[Start of Attachment]
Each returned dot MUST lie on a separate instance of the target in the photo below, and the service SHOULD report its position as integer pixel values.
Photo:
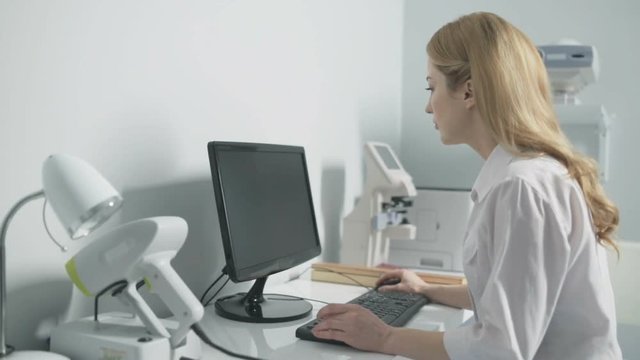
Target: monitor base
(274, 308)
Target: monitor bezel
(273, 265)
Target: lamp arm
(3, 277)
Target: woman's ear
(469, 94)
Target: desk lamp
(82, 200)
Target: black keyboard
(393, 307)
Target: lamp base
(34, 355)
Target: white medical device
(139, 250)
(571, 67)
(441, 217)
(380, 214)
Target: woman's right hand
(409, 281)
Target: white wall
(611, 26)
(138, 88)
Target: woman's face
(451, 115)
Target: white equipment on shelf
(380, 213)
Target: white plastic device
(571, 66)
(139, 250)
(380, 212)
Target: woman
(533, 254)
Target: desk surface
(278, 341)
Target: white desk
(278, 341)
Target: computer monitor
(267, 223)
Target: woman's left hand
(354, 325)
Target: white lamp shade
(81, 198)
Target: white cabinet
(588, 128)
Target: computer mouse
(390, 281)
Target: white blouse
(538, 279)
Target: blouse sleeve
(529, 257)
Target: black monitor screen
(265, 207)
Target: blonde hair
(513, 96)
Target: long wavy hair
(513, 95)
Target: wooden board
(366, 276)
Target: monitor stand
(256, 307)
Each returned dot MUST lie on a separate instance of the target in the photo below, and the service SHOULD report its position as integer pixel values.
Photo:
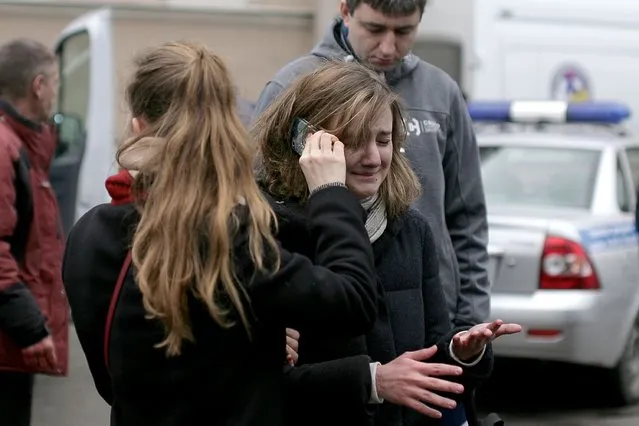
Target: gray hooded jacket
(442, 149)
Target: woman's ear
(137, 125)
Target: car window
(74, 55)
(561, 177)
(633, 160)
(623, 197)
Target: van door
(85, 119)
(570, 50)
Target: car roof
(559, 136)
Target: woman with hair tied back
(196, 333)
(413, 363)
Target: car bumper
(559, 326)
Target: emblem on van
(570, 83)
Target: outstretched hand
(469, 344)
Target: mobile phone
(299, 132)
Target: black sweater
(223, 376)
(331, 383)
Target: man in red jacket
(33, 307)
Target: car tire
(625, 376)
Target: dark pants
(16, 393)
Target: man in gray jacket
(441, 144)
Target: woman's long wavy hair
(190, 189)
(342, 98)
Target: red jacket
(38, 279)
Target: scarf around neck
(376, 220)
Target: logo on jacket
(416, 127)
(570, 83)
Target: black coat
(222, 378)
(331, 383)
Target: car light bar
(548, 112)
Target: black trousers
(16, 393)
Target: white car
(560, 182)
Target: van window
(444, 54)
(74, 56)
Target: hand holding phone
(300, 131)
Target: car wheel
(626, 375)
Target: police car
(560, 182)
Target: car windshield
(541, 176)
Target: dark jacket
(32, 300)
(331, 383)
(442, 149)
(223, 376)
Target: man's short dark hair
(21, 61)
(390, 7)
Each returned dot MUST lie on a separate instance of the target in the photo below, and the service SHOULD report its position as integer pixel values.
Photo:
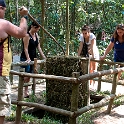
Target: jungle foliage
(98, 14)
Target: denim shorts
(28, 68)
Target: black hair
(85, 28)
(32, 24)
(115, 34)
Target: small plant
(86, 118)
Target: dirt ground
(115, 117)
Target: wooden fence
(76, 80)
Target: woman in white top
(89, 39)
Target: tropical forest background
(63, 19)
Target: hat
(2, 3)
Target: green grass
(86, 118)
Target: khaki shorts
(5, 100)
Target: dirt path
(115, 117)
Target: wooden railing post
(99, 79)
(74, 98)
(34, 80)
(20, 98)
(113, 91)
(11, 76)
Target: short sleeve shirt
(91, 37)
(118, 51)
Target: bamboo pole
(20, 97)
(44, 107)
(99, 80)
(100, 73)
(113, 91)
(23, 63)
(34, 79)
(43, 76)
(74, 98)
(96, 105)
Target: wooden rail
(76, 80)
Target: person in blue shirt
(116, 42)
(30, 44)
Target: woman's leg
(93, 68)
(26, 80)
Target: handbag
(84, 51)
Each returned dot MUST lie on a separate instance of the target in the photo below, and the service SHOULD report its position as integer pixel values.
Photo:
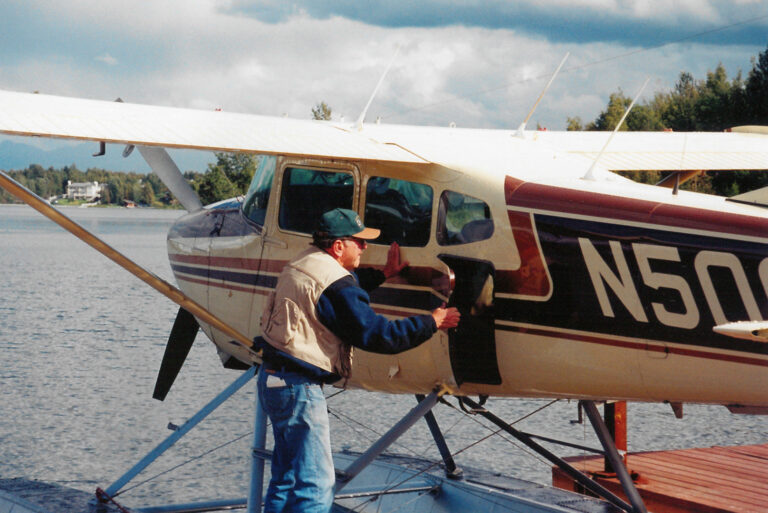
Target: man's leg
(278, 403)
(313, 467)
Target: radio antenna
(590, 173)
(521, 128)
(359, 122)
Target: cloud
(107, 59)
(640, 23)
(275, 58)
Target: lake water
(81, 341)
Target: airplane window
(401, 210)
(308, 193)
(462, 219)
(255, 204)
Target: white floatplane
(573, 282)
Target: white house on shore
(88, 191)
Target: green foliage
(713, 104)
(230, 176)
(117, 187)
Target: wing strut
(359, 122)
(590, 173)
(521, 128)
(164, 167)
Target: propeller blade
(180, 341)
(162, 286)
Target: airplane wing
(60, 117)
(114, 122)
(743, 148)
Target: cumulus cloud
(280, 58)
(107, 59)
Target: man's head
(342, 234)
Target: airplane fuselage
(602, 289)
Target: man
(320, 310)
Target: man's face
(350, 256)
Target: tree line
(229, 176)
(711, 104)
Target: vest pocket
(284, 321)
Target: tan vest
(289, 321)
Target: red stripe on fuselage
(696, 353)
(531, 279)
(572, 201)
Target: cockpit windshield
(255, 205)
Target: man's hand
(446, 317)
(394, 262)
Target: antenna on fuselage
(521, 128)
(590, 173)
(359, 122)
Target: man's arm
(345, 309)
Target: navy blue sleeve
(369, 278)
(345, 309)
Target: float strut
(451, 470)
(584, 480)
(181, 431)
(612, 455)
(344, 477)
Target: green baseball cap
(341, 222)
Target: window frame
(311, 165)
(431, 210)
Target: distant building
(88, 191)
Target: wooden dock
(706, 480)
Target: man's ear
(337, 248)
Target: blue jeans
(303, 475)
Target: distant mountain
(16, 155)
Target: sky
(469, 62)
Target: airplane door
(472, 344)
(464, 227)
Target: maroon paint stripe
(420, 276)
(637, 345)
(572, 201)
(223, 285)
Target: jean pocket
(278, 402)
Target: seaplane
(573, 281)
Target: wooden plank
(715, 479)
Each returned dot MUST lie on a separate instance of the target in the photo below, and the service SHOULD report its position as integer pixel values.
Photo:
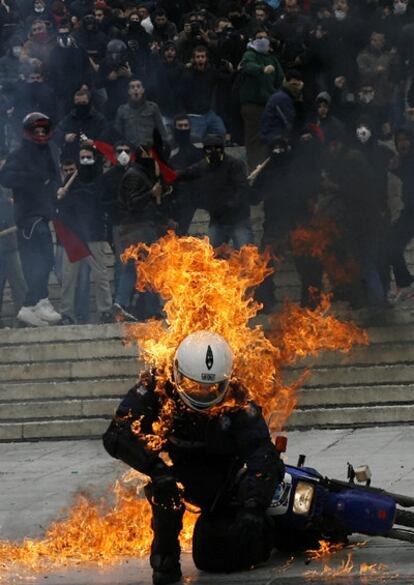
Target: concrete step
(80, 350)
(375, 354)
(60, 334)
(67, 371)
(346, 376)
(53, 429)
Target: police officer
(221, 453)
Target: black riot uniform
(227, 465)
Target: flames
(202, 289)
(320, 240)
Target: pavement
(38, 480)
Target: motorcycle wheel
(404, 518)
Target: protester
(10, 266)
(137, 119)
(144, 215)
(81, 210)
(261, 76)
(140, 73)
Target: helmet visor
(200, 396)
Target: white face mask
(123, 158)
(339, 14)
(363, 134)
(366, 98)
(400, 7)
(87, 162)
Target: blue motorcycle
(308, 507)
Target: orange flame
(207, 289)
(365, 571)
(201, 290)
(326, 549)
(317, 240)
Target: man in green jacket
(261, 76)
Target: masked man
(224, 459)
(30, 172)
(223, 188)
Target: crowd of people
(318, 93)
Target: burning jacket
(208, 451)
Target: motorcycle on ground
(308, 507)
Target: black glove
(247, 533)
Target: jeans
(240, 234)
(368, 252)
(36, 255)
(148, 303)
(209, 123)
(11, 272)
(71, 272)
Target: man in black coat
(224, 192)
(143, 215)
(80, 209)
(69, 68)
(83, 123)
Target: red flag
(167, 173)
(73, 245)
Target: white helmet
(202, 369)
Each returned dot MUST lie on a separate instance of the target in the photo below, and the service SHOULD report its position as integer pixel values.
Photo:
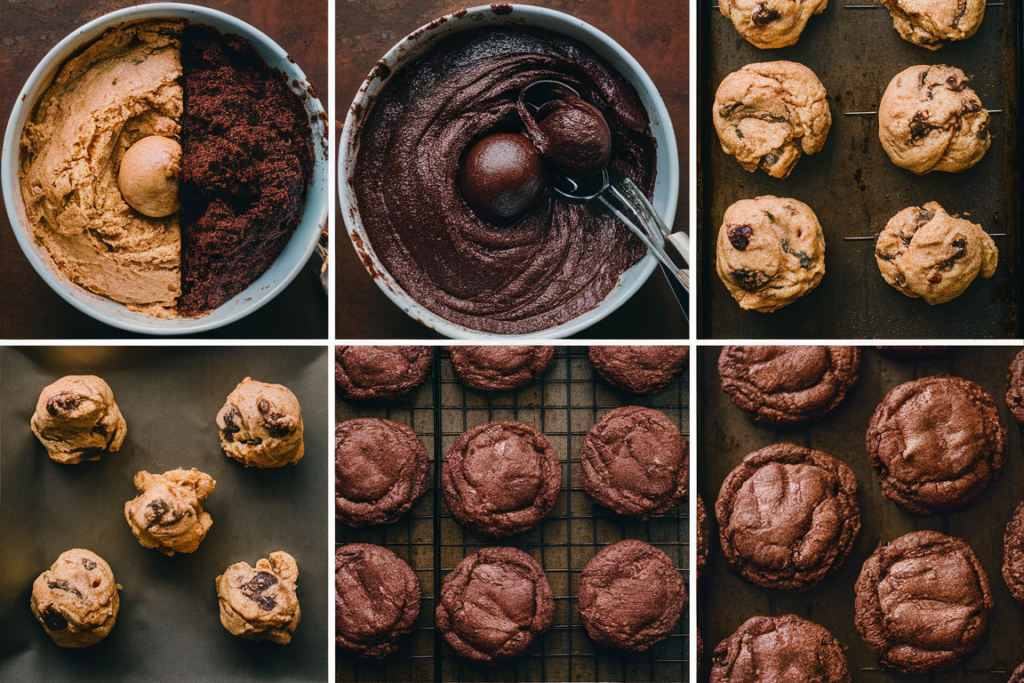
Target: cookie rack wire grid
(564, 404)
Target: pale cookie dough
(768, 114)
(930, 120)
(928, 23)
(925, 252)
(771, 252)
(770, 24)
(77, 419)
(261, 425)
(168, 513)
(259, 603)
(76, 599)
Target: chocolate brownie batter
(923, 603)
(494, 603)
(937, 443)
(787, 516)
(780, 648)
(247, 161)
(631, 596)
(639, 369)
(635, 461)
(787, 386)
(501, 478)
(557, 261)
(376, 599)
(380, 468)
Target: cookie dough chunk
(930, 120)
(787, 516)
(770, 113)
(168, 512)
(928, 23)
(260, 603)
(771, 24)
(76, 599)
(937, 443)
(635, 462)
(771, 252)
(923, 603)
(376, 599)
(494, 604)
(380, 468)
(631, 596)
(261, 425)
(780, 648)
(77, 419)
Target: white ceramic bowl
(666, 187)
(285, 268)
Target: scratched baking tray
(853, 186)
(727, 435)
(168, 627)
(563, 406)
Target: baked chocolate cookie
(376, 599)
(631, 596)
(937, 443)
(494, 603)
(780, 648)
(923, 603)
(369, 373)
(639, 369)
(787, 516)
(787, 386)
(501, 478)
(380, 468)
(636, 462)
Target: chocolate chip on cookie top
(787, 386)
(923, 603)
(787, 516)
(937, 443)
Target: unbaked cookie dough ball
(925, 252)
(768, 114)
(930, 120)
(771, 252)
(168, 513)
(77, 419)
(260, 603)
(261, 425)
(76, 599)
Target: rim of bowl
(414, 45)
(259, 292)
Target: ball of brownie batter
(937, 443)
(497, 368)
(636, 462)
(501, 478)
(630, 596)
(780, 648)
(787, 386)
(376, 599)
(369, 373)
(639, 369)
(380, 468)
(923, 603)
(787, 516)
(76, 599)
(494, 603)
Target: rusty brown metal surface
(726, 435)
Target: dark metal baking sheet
[End of Attachment]
● TRY IT
The required output is each line from the one with "Target: rim of bowl" through the end of the material above, repeated exactly with both ends included.

● OUTPUT FOR THIS TASK
Target: rim of bowl
(414, 45)
(259, 292)
Target: ball of brownie batter
(937, 443)
(497, 368)
(636, 462)
(501, 478)
(630, 596)
(780, 648)
(787, 386)
(376, 599)
(369, 373)
(639, 369)
(380, 468)
(923, 603)
(787, 516)
(76, 599)
(494, 603)
Target: rusty brown metal surface
(726, 435)
Target: dark metal baking sheet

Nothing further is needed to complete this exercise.